Image entries on named regions
::::::::
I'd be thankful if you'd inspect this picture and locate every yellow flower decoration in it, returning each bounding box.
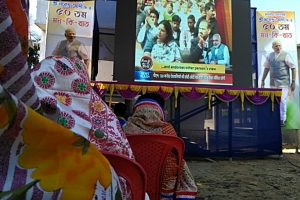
[19,109,112,200]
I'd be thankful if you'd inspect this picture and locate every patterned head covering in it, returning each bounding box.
[0,0,40,110]
[123,94,168,134]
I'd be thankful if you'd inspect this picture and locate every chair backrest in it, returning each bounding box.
[102,152,147,200]
[127,134,184,200]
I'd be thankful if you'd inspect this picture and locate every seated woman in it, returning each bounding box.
[123,93,197,199]
[144,20,181,62]
[0,1,138,199]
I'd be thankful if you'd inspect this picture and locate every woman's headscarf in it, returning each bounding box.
[31,56,133,158]
[123,93,168,134]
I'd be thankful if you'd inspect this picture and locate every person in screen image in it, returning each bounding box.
[198,2,218,36]
[135,0,146,38]
[261,40,296,126]
[190,19,212,63]
[170,15,181,46]
[52,27,89,66]
[151,20,181,62]
[137,10,159,49]
[208,33,230,68]
[123,93,197,200]
[179,15,196,63]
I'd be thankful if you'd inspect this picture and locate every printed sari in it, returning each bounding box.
[0,0,133,199]
[123,99,197,200]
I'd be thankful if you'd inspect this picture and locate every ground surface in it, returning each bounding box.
[187,153,300,200]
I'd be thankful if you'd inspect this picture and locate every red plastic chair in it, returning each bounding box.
[127,134,184,200]
[102,152,147,200]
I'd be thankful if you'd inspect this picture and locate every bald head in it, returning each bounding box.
[272,40,282,53]
[65,27,76,42]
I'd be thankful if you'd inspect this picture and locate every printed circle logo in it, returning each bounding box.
[141,56,153,70]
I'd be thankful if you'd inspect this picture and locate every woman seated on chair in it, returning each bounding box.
[123,93,197,199]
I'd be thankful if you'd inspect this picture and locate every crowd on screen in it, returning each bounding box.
[136,0,230,66]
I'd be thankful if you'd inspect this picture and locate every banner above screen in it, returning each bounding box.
[134,0,233,85]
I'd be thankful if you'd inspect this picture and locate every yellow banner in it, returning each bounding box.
[152,61,225,74]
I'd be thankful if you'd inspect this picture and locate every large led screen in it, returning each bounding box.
[134,0,234,85]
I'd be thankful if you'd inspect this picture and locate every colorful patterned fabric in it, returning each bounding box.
[31,56,133,158]
[0,0,40,110]
[6,0,28,57]
[0,85,121,200]
[123,99,197,199]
::::::::
Problem to work on:
Copy every line above word for word, and leave the pictures out of your copy.

Correct answer:
I'd be thankful if you'd inspect this picture and locate every yellow flower decoration in it, returning each bounding box.
[19,109,112,200]
I'd be thankful if you'd inspect this picture and locate every patterned head covering in it, returning each bounding box.
[0,0,40,110]
[123,94,168,134]
I'd be thankful if you'd inspect this picture and locate every chair backrest in it, returning each bounding box.
[102,152,147,200]
[127,134,184,200]
I'd be thankful if you'd inspect this picture and locate every seated woman in it, returning each bounding box.
[123,93,197,199]
[144,20,181,62]
[0,1,138,199]
I'd be thankful if you'd inspect this picture and locate every woman's headscarf in it, returning each bounding box.
[31,56,133,158]
[123,93,168,134]
I'd be thankful if you'd inspect this picture and locate every person in screen image in it, returning each bounding box.
[198,2,218,36]
[135,0,146,38]
[261,40,296,126]
[190,19,212,63]
[170,15,181,46]
[52,27,89,66]
[151,20,181,62]
[137,10,159,49]
[208,33,230,68]
[123,93,197,200]
[179,15,196,63]
I'd be thankful if you'd inspect this picture and locate every printed sari in it, returning each bounding box.
[0,0,133,199]
[123,99,197,200]
I'd be thankful if you'd inspect this picture and locate every ground surface in it, returning each bounding box.
[187,153,300,200]
I'd be thankful if you'd inspect this picture and locate every red plastic chair in it, returning each bounding box.
[127,134,184,200]
[102,152,147,200]
I'd be thankful if you'd inspect this picture and locate every bald head in it, returning each bounding box.
[272,40,282,53]
[65,27,76,42]
I'd be thankful if you'd inspect this picture and locate every printed circle logo in it, returning each bounding box.
[141,56,153,70]
I'd be thankful if you'd inspect this picture and locate every woman seated on chair in it, returning each bounding box.
[123,93,197,199]
I'd be thankful if you'd inspect this picture and locate every crowd on screen in it, returning each bounding box.
[136,0,230,66]
I'd be thankful if you'd inspect this picture and locate every banner above screen in it, returning each bounding box.
[134,0,233,85]
I'd be thankful if you'd inspect this picture and locate every yellow banner in it, returning each bounding box.
[152,61,225,74]
I'd be thankful if you'd inspect this picture and locate every large led screen in it, returning each bounding box.
[134,0,234,85]
I'd be thankful if you'd inspect this picture and locate every colorful patterned fabric in it, returning each bounding box.
[31,56,133,158]
[0,0,40,110]
[6,0,28,57]
[0,85,121,200]
[123,99,197,199]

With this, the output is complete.